YOUR TASK: Please return the records below exactly as they appear, leaving every picture out.

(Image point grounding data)
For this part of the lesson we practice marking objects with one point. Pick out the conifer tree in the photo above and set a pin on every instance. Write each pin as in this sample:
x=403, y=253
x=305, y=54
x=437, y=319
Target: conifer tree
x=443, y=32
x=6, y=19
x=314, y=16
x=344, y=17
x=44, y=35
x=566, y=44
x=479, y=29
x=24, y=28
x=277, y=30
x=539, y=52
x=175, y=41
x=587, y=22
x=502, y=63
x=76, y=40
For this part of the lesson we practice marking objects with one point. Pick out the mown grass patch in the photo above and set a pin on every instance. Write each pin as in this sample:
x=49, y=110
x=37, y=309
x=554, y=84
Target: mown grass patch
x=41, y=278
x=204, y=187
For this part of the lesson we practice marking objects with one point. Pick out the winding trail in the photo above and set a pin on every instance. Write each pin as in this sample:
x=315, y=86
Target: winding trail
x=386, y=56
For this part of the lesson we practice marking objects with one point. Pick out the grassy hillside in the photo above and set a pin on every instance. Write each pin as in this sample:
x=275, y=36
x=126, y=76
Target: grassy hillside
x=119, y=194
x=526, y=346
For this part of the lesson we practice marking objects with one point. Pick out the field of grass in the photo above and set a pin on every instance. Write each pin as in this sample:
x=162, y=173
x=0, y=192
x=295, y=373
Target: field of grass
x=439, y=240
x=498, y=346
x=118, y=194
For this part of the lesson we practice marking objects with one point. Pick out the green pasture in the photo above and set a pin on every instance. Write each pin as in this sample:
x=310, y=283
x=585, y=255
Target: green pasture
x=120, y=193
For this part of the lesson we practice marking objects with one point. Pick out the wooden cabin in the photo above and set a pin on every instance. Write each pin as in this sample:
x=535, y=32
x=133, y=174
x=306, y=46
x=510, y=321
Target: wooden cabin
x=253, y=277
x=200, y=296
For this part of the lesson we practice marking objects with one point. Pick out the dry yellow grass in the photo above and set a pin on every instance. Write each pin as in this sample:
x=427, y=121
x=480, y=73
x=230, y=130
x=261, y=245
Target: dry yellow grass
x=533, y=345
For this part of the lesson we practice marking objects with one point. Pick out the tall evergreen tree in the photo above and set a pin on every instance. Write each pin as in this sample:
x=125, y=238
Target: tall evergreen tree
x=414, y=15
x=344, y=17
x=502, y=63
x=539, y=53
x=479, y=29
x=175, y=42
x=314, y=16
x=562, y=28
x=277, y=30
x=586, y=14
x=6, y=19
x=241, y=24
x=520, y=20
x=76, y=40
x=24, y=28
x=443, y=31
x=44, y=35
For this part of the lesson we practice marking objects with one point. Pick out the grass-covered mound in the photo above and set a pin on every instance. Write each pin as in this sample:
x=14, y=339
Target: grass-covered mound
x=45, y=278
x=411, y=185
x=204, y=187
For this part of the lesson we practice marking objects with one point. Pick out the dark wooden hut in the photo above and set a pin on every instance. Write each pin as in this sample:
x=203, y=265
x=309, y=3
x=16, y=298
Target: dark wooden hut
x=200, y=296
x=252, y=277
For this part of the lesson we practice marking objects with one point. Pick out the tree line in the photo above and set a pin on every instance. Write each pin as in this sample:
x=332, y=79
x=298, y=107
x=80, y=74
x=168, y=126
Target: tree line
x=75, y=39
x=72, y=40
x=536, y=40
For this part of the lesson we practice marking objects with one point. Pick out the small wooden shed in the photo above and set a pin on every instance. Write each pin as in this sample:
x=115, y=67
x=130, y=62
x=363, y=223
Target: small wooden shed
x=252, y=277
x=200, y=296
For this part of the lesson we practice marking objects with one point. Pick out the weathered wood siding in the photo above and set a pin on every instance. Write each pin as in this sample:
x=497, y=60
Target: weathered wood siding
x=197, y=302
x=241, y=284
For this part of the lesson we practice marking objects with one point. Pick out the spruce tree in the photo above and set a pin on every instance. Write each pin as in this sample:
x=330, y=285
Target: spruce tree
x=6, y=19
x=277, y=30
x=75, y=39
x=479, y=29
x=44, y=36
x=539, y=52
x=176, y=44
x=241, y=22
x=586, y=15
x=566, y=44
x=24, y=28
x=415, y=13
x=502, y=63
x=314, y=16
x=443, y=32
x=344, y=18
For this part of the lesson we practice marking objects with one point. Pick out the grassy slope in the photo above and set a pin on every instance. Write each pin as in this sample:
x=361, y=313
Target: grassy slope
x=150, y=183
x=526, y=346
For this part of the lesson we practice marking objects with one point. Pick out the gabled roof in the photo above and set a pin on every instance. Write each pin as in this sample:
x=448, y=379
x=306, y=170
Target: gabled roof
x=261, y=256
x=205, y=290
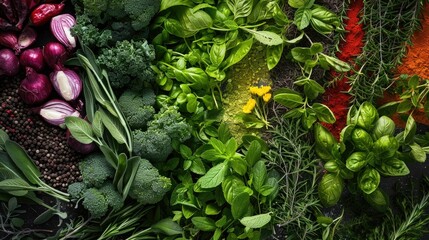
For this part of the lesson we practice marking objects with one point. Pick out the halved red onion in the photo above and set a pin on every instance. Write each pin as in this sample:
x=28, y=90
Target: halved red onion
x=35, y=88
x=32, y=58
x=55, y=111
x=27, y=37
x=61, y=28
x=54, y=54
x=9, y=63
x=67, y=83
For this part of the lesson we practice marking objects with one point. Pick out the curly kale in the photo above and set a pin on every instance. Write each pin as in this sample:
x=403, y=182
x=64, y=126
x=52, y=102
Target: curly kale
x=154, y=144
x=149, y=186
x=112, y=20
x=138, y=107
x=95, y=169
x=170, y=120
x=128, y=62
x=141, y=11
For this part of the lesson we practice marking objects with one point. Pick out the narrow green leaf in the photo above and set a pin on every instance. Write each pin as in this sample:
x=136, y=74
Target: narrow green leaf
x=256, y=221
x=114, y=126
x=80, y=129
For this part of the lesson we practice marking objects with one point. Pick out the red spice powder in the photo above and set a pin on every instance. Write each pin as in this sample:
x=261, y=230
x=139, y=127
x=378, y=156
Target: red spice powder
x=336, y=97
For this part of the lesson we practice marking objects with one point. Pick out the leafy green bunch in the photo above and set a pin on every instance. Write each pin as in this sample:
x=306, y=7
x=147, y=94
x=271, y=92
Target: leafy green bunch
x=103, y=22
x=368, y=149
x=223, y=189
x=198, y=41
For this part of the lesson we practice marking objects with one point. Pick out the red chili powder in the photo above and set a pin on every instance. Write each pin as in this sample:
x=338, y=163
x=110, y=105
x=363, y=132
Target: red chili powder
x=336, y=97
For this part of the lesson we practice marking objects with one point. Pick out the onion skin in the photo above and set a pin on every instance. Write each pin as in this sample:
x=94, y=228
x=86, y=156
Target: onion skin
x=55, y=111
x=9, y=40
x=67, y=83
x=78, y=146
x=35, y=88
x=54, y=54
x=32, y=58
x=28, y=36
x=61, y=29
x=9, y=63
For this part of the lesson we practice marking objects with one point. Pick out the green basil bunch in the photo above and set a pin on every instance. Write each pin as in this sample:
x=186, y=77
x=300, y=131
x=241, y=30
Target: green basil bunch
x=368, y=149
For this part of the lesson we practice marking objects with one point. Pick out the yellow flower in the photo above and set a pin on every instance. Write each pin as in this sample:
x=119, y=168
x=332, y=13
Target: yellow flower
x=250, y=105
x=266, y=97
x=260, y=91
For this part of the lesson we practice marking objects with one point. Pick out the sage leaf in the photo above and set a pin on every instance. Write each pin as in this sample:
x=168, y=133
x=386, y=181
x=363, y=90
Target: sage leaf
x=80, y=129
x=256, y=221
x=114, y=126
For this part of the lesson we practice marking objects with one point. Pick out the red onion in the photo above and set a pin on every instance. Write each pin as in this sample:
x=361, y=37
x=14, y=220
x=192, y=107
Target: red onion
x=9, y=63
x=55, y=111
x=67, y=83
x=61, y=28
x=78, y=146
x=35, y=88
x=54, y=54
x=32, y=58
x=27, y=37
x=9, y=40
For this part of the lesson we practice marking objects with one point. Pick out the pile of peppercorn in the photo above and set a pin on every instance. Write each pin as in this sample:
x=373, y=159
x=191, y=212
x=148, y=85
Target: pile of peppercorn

TASK OUTPUT:
For this part of the lesson we practice marking objects with one point. Pick out the conifer tree in the photo above and set a pin on every instance. Write each pin as in this sample:
x=403, y=253
x=305, y=54
x=437, y=319
Target: conifer tree
x=443, y=32
x=6, y=19
x=314, y=16
x=344, y=17
x=44, y=35
x=566, y=44
x=479, y=29
x=24, y=28
x=277, y=30
x=539, y=52
x=175, y=41
x=587, y=22
x=502, y=63
x=76, y=40
For this part of the lesson we practice marking objects with one point. Pick out the mown grass patch in the photo above and set a pin on every instance. Write each pin as in this sample:
x=49, y=110
x=37, y=309
x=554, y=84
Target: mown grass patch
x=41, y=278
x=204, y=187
For this part of the lesson we practice marking objects with one point. Pick out the winding trail in the photo above and set a pin on every instance. Write each pin as in this sample:
x=315, y=86
Target: winding trail
x=386, y=56
For this part of the lesson we practice marking objects with one point. Pick out the grassy hillside in the photo above and set a pin on every instance. Write each pin as in this sample:
x=275, y=36
x=126, y=76
Target: grassy hillside
x=119, y=194
x=526, y=346
For this part of the lesson we practice marking objects with one point. Pick out the field of grass in the photo above and set a pin on every instance. Write each pin as in this sample:
x=162, y=173
x=0, y=192
x=295, y=373
Target: field of grass
x=439, y=240
x=498, y=346
x=118, y=194
For this part of the lesson we practice marking objects with one point. Pick out the green pasture in the photo above and set a pin on every instance. Write each pin as in this sample:
x=310, y=283
x=585, y=255
Target: green pasture
x=120, y=193
For this part of the lesson we practice marking objects with one point. Pick out the wooden cabin in the photo above and set a pin on every instance. Write each pin as in this sample:
x=535, y=32
x=133, y=174
x=306, y=46
x=510, y=321
Target: wooden cabin
x=253, y=277
x=200, y=296
For this part of the lesson we practice marking objects with one point. Pick out the dry yellow grass in the photo above and set a pin on every instance. Write each pin as in this sample:
x=427, y=121
x=480, y=73
x=230, y=130
x=261, y=245
Target: dry yellow grass
x=533, y=345
For this part of the lesson we practice marking objects with one point. Pick out the tall evergreen tree in the photo above and set a pin on every instance. Write each pin as in this sample:
x=125, y=238
Target: tall evergreen tree
x=414, y=15
x=344, y=17
x=502, y=63
x=539, y=53
x=479, y=29
x=175, y=42
x=314, y=16
x=562, y=28
x=277, y=30
x=586, y=14
x=6, y=19
x=241, y=24
x=520, y=20
x=76, y=40
x=24, y=28
x=443, y=31
x=44, y=35
For this part of the lesson we practice marking objects with one point. Pick out the grass-covered mound in the photo above and set a pin on every instance. Write each pin as in this sample:
x=14, y=339
Target: grass-covered mound
x=45, y=278
x=411, y=185
x=204, y=187
For this part of the lesson we practice marking objects with one point. Pick out the dark wooden hut in the photo above and set a pin on every instance. Write each pin as in this sample:
x=203, y=265
x=309, y=3
x=16, y=298
Target: dark wooden hut
x=200, y=296
x=252, y=277
For this part of the lesson we practice marking objects with one point. Pick out the tree line in the photo above and set a pin on every instance. Write each pin as in this sample:
x=332, y=79
x=298, y=107
x=80, y=74
x=168, y=126
Target: tree line
x=75, y=39
x=72, y=40
x=536, y=40
For this part of the lesson we practice marking objects with one point. Pick out the small wooden shed in the photo above and set a pin on every instance. Write each pin as in this sample:
x=115, y=67
x=130, y=62
x=363, y=223
Target: small wooden shed
x=252, y=277
x=200, y=296
For this part of the lesson we practice marking objects with one point. Pick out the weathered wood siding in the photo above and set a pin on every instance. Write each pin as in this sample:
x=497, y=60
Target: weathered wood siding
x=197, y=302
x=241, y=284
For this part of the lesson we practice marking objects with one point. Pick out the spruce tree in the photo above and set a pin on every instance. Write each pin as in this sample:
x=330, y=285
Target: spruce tree
x=6, y=19
x=277, y=30
x=75, y=39
x=479, y=29
x=44, y=36
x=539, y=52
x=176, y=44
x=241, y=22
x=586, y=15
x=566, y=44
x=24, y=28
x=415, y=13
x=502, y=63
x=314, y=16
x=443, y=32
x=344, y=18
For this part of the lesson we practice marking objects with one point. Pick out the grassy slope in the photo above and set a pin on every instance. Write each pin as in this sample:
x=361, y=313
Target: grassy slope
x=150, y=183
x=526, y=346
For this part of the lesson we practice marking objects with one point. Pick out the gabled roof in the photo above and set a pin on every instance. Write each pin as in this sample:
x=448, y=379
x=306, y=170
Target: gabled roof
x=261, y=256
x=205, y=290
For this part of the lesson we practice marking objects with one point. Pick out the halved red onion in the photo above and set a pin on every instance. Write each pin as in this sample:
x=28, y=90
Target: halved red onion
x=35, y=88
x=32, y=58
x=55, y=111
x=27, y=37
x=61, y=28
x=54, y=54
x=9, y=63
x=67, y=83
For this part of the lesson we practice marking objects with one point. Pick out the curly kale in the photo above and set a pin on every instance. Write each pin as in this sample:
x=403, y=182
x=64, y=126
x=52, y=102
Target: curly kale
x=154, y=144
x=149, y=186
x=112, y=20
x=138, y=107
x=95, y=169
x=170, y=120
x=128, y=62
x=141, y=11
For this part of the lesson we practice marking objects with one point. Pick out the narrow green leaf in the photo above and set a pin on every instance. Write each pin as in this sample:
x=136, y=74
Target: narrow green leaf
x=256, y=221
x=114, y=126
x=80, y=129
For this part of the lesson we practice marking objects with one point. Pick out the red spice powder in the photo above and set a pin on every instance. Write each pin as in this sample:
x=261, y=230
x=139, y=127
x=378, y=156
Target: red spice powder
x=336, y=97
For this part of the lesson we practice marking objects with one point. Pick out the leafy green bunch in the photo above and set a pin on every instance. Write each pin as in this sample:
x=306, y=7
x=147, y=94
x=271, y=92
Target: leafy green bunch
x=103, y=22
x=368, y=149
x=223, y=189
x=198, y=41
For this part of the lesson we practice marking objects with one point. Pick out the red chili powder in the photo above and set a pin on every instance. Write each pin as in this sample:
x=338, y=163
x=110, y=105
x=363, y=132
Target: red chili powder
x=336, y=97
For this part of the lesson we practice marking objects with one point. Pick out the onion skin in the photo above and set a pin on every instance. Write each pin as in this sample:
x=94, y=228
x=86, y=156
Target: onion skin
x=55, y=111
x=9, y=40
x=67, y=83
x=78, y=146
x=35, y=88
x=54, y=54
x=32, y=58
x=28, y=36
x=61, y=29
x=9, y=63
For this part of the lesson we practice marking objects with one point. Pick out the green basil bunch in the photo above and set a pin on every instance. Write each pin as in this sample:
x=186, y=77
x=300, y=131
x=241, y=30
Target: green basil bunch
x=368, y=149
For this part of the lesson we practice marking objects with one point. Pick out the yellow flower in the photo above and set a pin on every instance. Write each pin as in this sample:
x=119, y=168
x=332, y=13
Target: yellow flower
x=250, y=105
x=266, y=97
x=260, y=91
For this part of the lesson we practice marking objects with one point. Pick out the sage leaf in the photo above and set a pin on every instance. Write each pin as in this sample:
x=168, y=133
x=386, y=181
x=363, y=90
Target: sage leaf
x=80, y=129
x=256, y=221
x=114, y=126
For this part of the lesson we practice marking objects with one point. Pick out the red onion in the photo above and set a pin on every instance. Write each pin as in this sample:
x=361, y=37
x=14, y=220
x=192, y=107
Target: red onion
x=9, y=63
x=55, y=111
x=67, y=83
x=61, y=28
x=78, y=146
x=35, y=88
x=54, y=54
x=32, y=58
x=27, y=37
x=9, y=40
For this part of the lesson we practice marking objects with one point. Pick out the pile of peppercorn in the photo above and set a pin on every instance. Write each pin as in this sample:
x=373, y=159
x=191, y=212
x=148, y=85
Target: pile of peppercorn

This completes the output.